Quoted passage —
───
Skip to main content

Local and HTTP server embedding tools for multilingual E5

Project description

以下は、現在の構成に合わせた英語版 README.md の案です。local_e5.py の JSONL CLI、server_e5.py の HTTP server、e5_model.py の共通 E5 embedding 処理、request_handler.py の3エンドポイント構成を反映しています。

nlp4j-llm-embeddings-e5

Local and HTTP server tools for generating multilingual E5 embeddings.

This project provides command-line and HTTP server utilities for using the intfloat/multilingual-e5-large model locally. It is designed for embedding JSONL data, building local semantic search workflows, and exposing embedding functions over a simple HTTP API.

The implementation uses sentence-transformers internally and applies E5-style prefixes such as passage: and query: automatically.

Features

  • Generate embeddings for JSONL files
  • Add embedding vectors to a specified JSON attribute
  • Use multilingual E5 embeddings locally
  • Run a lightweight HTTP embedding server
  • Support document embeddings with passage: prefix
  • Support query/document semantic search with query: and passage: prefixes
  • Support cosine similarity calculation
  • Optional token count checking
  • Batch processing for local JSONL embedding
  • Model warmup support for server mode

Model

The default model is:

intfloat/multilingual-e5-large

E5 models are designed to work with explicit text prefixes.

For document embeddings:

passage: your document text

For query embeddings:

query: your search query

This project automatically adds these prefixes depending on the selected mode.

Project Structure

.
├── LICENSE.txt
├── README.md
├── README_ja.md
├── docker
│   ├── Dockerfile
│   └── README.md
├── examples
│   ├── index.html
│   ├── nlp4j-embedding-local-e5-bench-example_input_ja_1.txt
│   ├── nlp4j-embedding-local-e5-bench.py
│   ├── nlp4j-embedding-local-openai.py
│   ├── test2.txt
│   ├── test3.txt
│   └── test_json.txt
├── pyproject.toml
├── requirements.txt
└── src
    └── nlp4j_embedding
        ├── __init__.py
        ├── e5_model.py
        ├── local_e5.py
        ├── request_handler.py
        └── server_e5.py

Installation

Install from source

git clone https://github.com/oyahiroki/nlp4j-llm-embeddings-e5.git
cd nlp4j-llm-embeddings-e5
pip install .
───
Input data —
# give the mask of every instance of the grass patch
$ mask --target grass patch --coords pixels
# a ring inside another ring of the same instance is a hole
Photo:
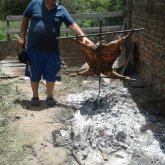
───
Task goal —
Please state which model the E5 embedding project page gives as its default.

Output of the task —
intfloat/multilingual-e5-large